Supplied entries:
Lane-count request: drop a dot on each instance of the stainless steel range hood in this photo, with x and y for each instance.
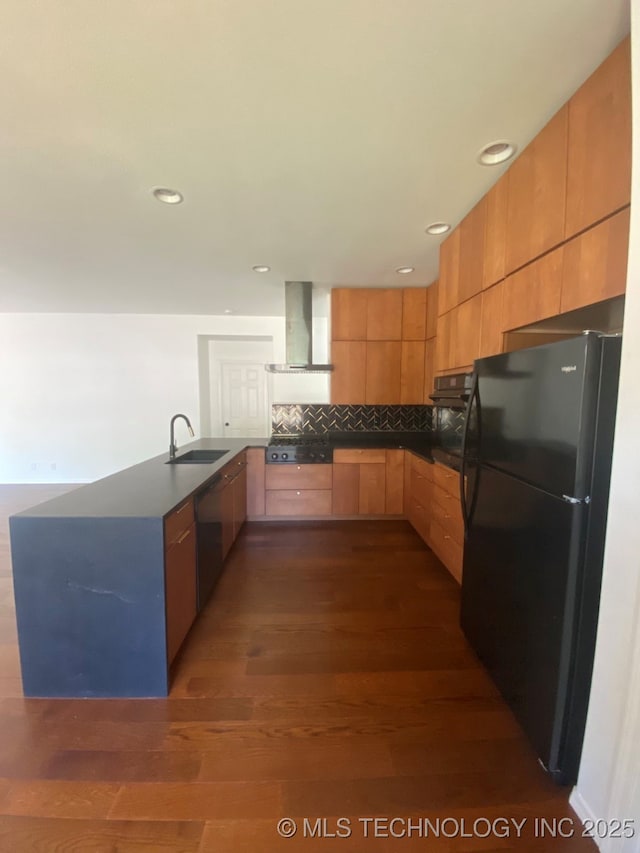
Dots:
(298, 308)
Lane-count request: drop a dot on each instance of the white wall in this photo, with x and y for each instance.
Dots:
(84, 395)
(608, 782)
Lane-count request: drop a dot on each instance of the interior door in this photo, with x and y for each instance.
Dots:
(244, 399)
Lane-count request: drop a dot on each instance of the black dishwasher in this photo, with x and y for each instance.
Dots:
(209, 519)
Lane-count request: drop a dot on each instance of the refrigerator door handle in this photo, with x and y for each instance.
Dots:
(465, 435)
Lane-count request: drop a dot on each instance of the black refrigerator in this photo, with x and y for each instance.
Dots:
(534, 484)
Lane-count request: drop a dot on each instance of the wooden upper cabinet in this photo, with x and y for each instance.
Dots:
(429, 367)
(383, 359)
(491, 321)
(495, 233)
(471, 253)
(412, 372)
(349, 313)
(466, 332)
(432, 310)
(414, 313)
(599, 160)
(348, 379)
(449, 272)
(533, 293)
(536, 194)
(595, 263)
(443, 358)
(384, 314)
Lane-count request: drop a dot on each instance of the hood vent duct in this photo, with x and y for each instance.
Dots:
(298, 309)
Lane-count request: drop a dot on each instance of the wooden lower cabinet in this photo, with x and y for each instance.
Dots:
(359, 482)
(180, 586)
(298, 490)
(255, 482)
(298, 502)
(446, 529)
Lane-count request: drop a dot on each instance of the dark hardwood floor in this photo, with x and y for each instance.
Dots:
(327, 678)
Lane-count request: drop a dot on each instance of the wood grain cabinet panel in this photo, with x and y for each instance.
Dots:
(449, 273)
(599, 159)
(383, 366)
(346, 489)
(471, 252)
(372, 493)
(394, 482)
(298, 502)
(432, 310)
(443, 356)
(466, 332)
(536, 194)
(595, 263)
(495, 233)
(533, 293)
(178, 521)
(255, 482)
(447, 479)
(414, 313)
(429, 368)
(180, 589)
(412, 372)
(349, 313)
(349, 375)
(491, 321)
(384, 314)
(298, 476)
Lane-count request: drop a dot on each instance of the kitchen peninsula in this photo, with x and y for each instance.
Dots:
(105, 575)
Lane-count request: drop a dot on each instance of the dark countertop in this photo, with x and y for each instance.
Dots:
(150, 489)
(418, 442)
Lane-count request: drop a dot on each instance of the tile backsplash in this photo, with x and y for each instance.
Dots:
(295, 418)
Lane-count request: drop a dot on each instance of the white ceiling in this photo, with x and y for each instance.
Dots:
(317, 136)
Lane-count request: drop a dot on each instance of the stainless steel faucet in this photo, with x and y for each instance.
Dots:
(172, 441)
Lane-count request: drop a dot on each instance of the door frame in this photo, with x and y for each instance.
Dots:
(207, 428)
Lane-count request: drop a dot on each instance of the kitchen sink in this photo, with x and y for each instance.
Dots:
(198, 457)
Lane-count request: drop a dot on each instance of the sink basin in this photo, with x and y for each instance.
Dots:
(198, 457)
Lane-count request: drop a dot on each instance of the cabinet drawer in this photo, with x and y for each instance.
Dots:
(299, 502)
(358, 456)
(178, 521)
(448, 514)
(422, 467)
(419, 517)
(447, 479)
(420, 488)
(298, 477)
(447, 549)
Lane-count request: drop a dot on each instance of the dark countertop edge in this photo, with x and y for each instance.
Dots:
(152, 489)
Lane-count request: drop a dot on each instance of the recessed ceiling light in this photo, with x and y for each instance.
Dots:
(438, 228)
(496, 152)
(167, 196)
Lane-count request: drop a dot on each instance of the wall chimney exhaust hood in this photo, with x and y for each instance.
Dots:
(298, 331)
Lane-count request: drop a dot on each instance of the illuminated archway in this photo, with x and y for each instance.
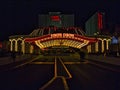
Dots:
(58, 39)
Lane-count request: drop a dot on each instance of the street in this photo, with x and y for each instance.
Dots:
(60, 73)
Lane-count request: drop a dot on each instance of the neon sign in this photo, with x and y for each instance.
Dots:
(100, 22)
(55, 18)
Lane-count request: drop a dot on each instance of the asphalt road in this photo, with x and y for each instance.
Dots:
(60, 74)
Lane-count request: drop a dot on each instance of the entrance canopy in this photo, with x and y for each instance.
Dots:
(58, 39)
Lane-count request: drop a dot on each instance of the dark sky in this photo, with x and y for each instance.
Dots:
(20, 16)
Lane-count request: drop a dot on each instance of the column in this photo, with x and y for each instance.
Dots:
(23, 46)
(16, 46)
(102, 46)
(96, 47)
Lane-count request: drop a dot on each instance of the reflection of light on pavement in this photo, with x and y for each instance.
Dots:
(59, 61)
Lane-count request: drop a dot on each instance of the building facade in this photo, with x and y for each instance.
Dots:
(57, 30)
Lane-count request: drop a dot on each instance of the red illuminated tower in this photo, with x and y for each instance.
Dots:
(95, 24)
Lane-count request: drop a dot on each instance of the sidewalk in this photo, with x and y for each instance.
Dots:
(105, 59)
(9, 60)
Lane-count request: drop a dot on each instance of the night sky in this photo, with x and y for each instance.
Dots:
(20, 17)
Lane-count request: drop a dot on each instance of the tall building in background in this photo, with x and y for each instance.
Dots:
(56, 19)
(95, 24)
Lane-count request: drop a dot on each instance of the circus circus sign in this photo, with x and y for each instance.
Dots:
(67, 39)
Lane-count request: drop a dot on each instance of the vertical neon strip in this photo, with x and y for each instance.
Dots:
(100, 24)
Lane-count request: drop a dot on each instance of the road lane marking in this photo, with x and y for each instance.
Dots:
(42, 62)
(47, 84)
(52, 80)
(70, 76)
(102, 66)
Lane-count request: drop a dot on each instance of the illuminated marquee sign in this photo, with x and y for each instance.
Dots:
(55, 18)
(100, 22)
(60, 35)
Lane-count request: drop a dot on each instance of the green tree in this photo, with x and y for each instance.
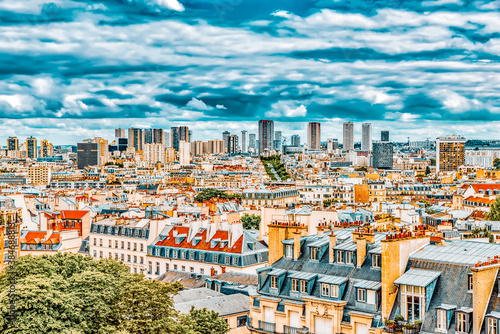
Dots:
(494, 213)
(206, 322)
(72, 294)
(250, 221)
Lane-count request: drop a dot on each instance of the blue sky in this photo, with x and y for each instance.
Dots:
(76, 69)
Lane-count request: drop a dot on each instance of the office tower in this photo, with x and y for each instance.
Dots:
(158, 137)
(184, 152)
(198, 148)
(184, 133)
(383, 155)
(366, 137)
(314, 136)
(450, 153)
(384, 135)
(232, 144)
(135, 138)
(102, 146)
(331, 145)
(266, 135)
(166, 138)
(225, 137)
(122, 144)
(244, 141)
(87, 155)
(31, 148)
(12, 144)
(148, 136)
(154, 153)
(277, 141)
(348, 132)
(174, 136)
(251, 142)
(46, 149)
(216, 146)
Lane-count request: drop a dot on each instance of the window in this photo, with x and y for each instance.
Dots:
(335, 291)
(303, 286)
(241, 321)
(412, 302)
(492, 326)
(361, 295)
(325, 290)
(349, 257)
(274, 282)
(462, 322)
(314, 253)
(441, 320)
(375, 260)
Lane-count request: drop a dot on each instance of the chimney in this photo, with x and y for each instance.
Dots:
(332, 242)
(296, 244)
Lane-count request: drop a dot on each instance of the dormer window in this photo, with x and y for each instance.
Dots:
(314, 253)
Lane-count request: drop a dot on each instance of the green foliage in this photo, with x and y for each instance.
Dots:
(208, 194)
(280, 169)
(72, 294)
(250, 221)
(328, 202)
(206, 322)
(494, 214)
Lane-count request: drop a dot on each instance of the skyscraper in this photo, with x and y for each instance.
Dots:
(87, 155)
(244, 141)
(12, 144)
(31, 148)
(174, 135)
(314, 136)
(450, 153)
(384, 135)
(348, 132)
(232, 144)
(266, 135)
(184, 133)
(277, 141)
(119, 133)
(46, 149)
(135, 138)
(225, 137)
(366, 137)
(251, 142)
(383, 152)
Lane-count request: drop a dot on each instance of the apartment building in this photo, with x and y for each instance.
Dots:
(126, 240)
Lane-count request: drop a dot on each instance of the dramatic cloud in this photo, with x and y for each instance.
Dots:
(73, 69)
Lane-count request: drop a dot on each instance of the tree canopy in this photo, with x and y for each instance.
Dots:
(70, 293)
(208, 194)
(494, 214)
(250, 221)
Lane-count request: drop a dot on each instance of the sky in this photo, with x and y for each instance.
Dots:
(70, 70)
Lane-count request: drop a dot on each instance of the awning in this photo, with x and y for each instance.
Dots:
(418, 277)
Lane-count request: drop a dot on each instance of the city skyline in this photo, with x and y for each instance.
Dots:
(79, 69)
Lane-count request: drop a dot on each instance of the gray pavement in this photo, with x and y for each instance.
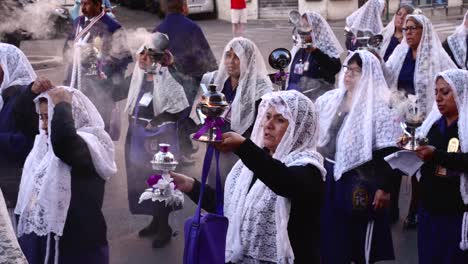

Short exercise:
Reproduce word for word the stretch from the line containing "Lane-count request: drop a dot on each instance of the city" through the end of the entries, leaving the pictures out.

Exercise result:
Lane-count request: drop a dot on each instance of the city skyline in this photo, with x and y for each instance.
Dots:
(79, 69)
Lane-count request: drop a dot on each instance of the gray pavement in this photo, with x and y for each instance.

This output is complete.